* **Goal of the exercise**: Take the listing below and reproduce it in full. Change nothing.

* **Available data**:
== == ==

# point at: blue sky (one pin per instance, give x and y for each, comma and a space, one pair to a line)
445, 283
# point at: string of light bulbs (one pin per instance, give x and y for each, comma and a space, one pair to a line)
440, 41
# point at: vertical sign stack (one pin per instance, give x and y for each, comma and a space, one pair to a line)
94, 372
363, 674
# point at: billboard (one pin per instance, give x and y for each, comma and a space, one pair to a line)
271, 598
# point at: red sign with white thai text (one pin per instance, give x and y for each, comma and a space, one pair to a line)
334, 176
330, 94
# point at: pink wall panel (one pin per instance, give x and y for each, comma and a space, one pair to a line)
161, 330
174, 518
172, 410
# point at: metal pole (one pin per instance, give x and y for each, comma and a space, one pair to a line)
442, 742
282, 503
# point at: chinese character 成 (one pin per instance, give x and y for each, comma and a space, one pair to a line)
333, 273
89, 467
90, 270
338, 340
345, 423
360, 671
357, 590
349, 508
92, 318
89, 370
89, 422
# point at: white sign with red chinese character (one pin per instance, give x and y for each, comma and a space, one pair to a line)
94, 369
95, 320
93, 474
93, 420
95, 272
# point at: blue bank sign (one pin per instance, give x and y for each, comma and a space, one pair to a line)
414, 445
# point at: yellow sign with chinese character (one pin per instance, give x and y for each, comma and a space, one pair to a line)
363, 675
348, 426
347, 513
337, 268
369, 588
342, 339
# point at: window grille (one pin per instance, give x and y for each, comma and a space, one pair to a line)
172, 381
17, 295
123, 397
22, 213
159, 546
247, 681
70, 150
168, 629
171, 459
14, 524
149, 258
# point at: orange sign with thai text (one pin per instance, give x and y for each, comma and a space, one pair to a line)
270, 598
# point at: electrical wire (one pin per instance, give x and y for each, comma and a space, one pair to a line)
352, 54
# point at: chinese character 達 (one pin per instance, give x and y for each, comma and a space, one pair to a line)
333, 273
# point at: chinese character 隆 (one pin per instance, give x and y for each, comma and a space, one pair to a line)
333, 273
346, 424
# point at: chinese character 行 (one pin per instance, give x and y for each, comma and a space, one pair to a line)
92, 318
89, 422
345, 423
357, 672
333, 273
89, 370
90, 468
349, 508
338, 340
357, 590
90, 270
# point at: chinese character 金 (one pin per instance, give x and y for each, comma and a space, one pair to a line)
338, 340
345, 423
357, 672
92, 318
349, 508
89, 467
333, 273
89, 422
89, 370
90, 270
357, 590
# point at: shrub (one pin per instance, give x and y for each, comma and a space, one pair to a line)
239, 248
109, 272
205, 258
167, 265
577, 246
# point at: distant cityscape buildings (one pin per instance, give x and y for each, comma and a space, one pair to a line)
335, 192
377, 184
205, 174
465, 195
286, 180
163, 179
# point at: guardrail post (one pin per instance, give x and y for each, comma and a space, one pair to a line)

== == ==

* **Answer to this exercise**:
# point at: blue sky (one pin per instance, give x and y for each, comma and a space, one pair to a line)
445, 283
# point at: string of light bulbs (one pin per instance, give x and y for each, comma and a space, one pair to a line)
440, 41
# point at: vertical sign stack (one pin per instance, give x and y for each, comma and a space, one pair to a line)
94, 372
363, 674
# point at: billboard (one pin per instance, give x and y for each, comma and a space, one pair to a line)
271, 598
# point at: red sign with white thai text (one pin per instance, give x and y for each, comma and a space, one pair to a line)
334, 176
330, 94
# point at: pink wall panel (one pin per instance, give x and y for each, comma and a space, one pair to a line)
161, 330
174, 518
172, 410
# point at: metal pole (one pin per instance, give x and y for each, comma and a space, one pair to a line)
442, 742
282, 503
# point at: chinese character 成 (one pin per instance, give x and y for each, comma and a space, one pair to a line)
333, 273
89, 467
90, 270
338, 340
345, 423
360, 671
357, 590
349, 508
92, 318
89, 370
89, 422
# point at: white sign with red chinese character (one pin per instance, give x and y for each, comma and a space, one pair to a line)
94, 369
95, 320
93, 474
93, 420
95, 272
# point at: blue bank sign (one pin per instance, give x and y for each, comma and a space, one pair to a line)
414, 445
# point at: yellow sign with chinese character (one pin per instance, give x and y for each, comma and a space, one pair to a line)
363, 675
348, 426
347, 513
337, 268
369, 588
342, 339
# point at: window grille (one pin per instance, give x and y for each, comma and a space, one pair to a line)
172, 381
17, 295
123, 397
22, 213
159, 546
247, 681
70, 150
168, 629
171, 459
14, 524
149, 258
# point at: orange sign with thai text (one pin per instance, give x and y for each, comma and a space, one pair to a line)
270, 598
# point at: electrical wire (one pin per instance, give x and y for each, comma and a space, one pair to a line)
352, 54
# point at: chinese character 達 (one pin per instance, give x and y for each, comma and a space, one pair to a line)
333, 273
# point at: chinese character 隆 (one pin per instance, give x and y for each, comma and a space, one pair to a line)
333, 273
346, 424
# point at: chinese character 行 (one pin per instance, give x and y for each, comma and a space, one pair to a line)
92, 318
89, 422
345, 423
357, 672
333, 273
89, 370
90, 468
349, 508
338, 340
357, 590
90, 270
# point at: chinese character 金 (one pin per instance, give x and y for each, comma and a space, one pair to a line)
338, 340
345, 423
357, 672
92, 318
349, 508
89, 467
333, 273
89, 422
89, 370
90, 270
357, 590
# point at: shrub (one pin per instance, give x and y for each, comma and a space, one pair to a line)
239, 248
109, 272
205, 258
167, 265
577, 246
# point at: distant cityscape buildings (one pin per instance, give x and y for each, comma and a space, one pair to a line)
335, 192
377, 184
205, 174
465, 195
286, 180
163, 179
# point at: guardrail post (one pin per instance, give x and y for each, comma and a space, one pair to a line)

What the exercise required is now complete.